● **Passage to read**:
# # # # #

Credit demand losing sheen, may slip by 200 bps to 14% in FY25

The report added that the fundamental drivers of credit demand are broadly intact and a revival in private capex, from the second half, can provide a tailwind.
Representational image
Representational image

MUMBAI: Bank credit growth is likely to decelerate by 200 bps to 14 percent on year this fiscal primarily because of the economy losing its sheen this fiscal, partly due to a high base, says a report.

Strong economic activity and retail credit demand drove loan growth last fiscal to a robust 16 percent. This fiscal, however, growth will be tempered by the high base effect, a revision in risk weights and a slower economy.

Accordingly, overall credit demand is likely to decelerate by 200 bps to around 14 percent this fiscal, Crisil Ratings said in a report, which however quickly added that the fundamental drivers of credit demand are broadly intact and a revival in private capex, from the second half, can provide a tailwind.

On the other hand, the pace of deposit growth can keep a check on credit growth, even though the differential between the two has come down over the past year.

Within the overall credit growth, the largest segment, corporate credit, which constitutes 45 percent of bank credit, is likely to grow steady at 13 percent, while retail, which is 28 percent of bank credit and thus the second-largest segment, is expected to grow the fastest at 16 percent, according to Ajit Velonie of the agency.

Corporate credit growth will be supported by private sector industrial capex, underpinned by expectations that GDP growth will remain solid at 6.8 percent, although lower than an estimated 7.6 percent in fiscal 2024. Steel, cement and pharma will lead the capex recovery, he said, adding that emerging sectors such as electronics and semi-conductors, electric vehicles and solar modules will also contribute to the capex jump.

# # # # #

Stored data entries:

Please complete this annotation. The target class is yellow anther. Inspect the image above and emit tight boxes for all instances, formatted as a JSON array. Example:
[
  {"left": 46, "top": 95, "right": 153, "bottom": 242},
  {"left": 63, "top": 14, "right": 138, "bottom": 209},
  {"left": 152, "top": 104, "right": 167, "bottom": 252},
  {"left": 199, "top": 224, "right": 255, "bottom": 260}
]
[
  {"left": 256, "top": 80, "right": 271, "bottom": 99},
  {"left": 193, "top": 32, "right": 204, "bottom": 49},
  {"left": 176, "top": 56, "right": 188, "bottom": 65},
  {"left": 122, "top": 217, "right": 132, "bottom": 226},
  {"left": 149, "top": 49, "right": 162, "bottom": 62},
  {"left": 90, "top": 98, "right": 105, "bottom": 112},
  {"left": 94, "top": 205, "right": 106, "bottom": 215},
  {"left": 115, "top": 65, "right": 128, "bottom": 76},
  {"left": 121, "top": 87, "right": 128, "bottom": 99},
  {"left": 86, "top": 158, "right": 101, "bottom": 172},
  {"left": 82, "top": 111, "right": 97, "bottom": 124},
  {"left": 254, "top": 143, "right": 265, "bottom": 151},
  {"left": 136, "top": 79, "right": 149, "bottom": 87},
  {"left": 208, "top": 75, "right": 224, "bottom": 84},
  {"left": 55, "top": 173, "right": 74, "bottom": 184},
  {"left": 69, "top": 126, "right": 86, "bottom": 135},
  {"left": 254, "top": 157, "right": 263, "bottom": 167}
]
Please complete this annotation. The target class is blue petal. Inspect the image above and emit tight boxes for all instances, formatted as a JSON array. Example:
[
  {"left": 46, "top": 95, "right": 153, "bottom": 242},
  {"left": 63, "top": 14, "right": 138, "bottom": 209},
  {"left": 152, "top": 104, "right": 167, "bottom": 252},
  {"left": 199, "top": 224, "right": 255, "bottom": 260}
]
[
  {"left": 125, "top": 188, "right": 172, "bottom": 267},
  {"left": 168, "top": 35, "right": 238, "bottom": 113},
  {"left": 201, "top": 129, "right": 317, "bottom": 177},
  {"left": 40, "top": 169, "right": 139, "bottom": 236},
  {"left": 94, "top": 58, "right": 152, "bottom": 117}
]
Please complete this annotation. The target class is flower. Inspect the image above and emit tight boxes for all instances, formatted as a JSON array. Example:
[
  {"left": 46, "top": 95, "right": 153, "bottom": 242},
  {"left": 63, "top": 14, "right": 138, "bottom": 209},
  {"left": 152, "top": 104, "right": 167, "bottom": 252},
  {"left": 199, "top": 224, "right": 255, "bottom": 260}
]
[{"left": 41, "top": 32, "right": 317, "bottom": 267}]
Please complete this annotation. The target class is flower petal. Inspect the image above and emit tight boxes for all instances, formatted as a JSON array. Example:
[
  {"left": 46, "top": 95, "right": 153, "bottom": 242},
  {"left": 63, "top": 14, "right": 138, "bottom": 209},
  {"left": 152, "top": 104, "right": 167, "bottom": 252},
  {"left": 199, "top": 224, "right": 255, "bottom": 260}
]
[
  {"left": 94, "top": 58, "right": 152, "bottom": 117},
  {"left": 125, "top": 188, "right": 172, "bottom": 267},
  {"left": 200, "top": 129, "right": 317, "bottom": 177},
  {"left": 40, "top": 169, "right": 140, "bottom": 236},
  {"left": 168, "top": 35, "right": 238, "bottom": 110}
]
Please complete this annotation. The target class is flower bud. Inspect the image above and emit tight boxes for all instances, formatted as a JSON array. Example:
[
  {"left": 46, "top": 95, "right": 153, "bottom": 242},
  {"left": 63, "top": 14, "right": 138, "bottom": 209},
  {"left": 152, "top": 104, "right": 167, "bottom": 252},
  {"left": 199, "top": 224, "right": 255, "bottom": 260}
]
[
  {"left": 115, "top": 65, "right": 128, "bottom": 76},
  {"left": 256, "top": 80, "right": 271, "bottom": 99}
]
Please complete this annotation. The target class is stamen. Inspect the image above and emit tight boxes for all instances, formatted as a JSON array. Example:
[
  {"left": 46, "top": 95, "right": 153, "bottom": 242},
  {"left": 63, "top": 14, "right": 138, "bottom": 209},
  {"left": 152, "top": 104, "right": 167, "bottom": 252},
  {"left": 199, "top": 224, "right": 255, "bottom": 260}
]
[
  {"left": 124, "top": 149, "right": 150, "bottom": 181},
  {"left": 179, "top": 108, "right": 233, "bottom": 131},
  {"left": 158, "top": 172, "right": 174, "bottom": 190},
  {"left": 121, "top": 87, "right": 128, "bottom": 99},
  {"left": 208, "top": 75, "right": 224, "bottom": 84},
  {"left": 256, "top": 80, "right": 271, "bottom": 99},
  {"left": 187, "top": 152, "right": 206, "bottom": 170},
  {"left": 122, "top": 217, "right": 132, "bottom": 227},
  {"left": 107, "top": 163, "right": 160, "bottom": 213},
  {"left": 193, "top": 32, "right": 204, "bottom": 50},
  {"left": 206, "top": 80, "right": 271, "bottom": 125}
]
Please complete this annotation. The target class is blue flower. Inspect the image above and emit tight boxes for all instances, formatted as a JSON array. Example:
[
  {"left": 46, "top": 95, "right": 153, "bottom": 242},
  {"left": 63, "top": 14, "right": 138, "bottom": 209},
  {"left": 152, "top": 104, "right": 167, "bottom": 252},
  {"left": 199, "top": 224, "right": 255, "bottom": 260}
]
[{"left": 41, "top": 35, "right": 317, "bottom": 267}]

# # # # #

● **Tasks for this exercise**:
A: Copy the text of the bank credit growth article between "Strong economic activity" and "a slower economy.", inclusive.
B: Please carry on the bank credit growth article from the point where it ends.
The data has nothing to do with this work.

● **Answers in order**:
A:
Strong economic activity and retail credit demand drove loan growth last fiscal to a robust 16 percent. This fiscal, however, growth will be tempered by the high base effect, a revision in risk weights and a slower economy.

B:
The pick-up in capex should offset the impact of lower growth in bank funding to non-banks on account of the 25 percentage points higher risk weight on lending to higher-rated NBFCs.

Retail credit will print a tad lower at 16 percent down from 17 percent in fiscal 2024, but will remain the fastest-growing segment. Retail will feel the drag of lower growth in unsecured consumer credit which is as much as 25 percent of retail credit as banks realign their strategies following the regulatory stipulation of additional 25 percentage points risk weight. Another reason for the slower retail growth is the absence of HDFC from the market.

Home loans remain the largest constituent of retail credit and should grow steadily, given increasing preference for home ownership and better affordability.

Demand from MSMEs which form 16 percent of overall credit, is estimated at 15 percent this fiscal, off a higher base, having expanded a robust 19 percent in fiscal 2024. This segment will be supported by a revival in downstream capex due to the benefits accruing from the productivity-linked incentive scheme, apart from their rising formalization.

Farm credit will remain linked to the monsoons but should witness a moderation on the back of a strong fiscal 2024.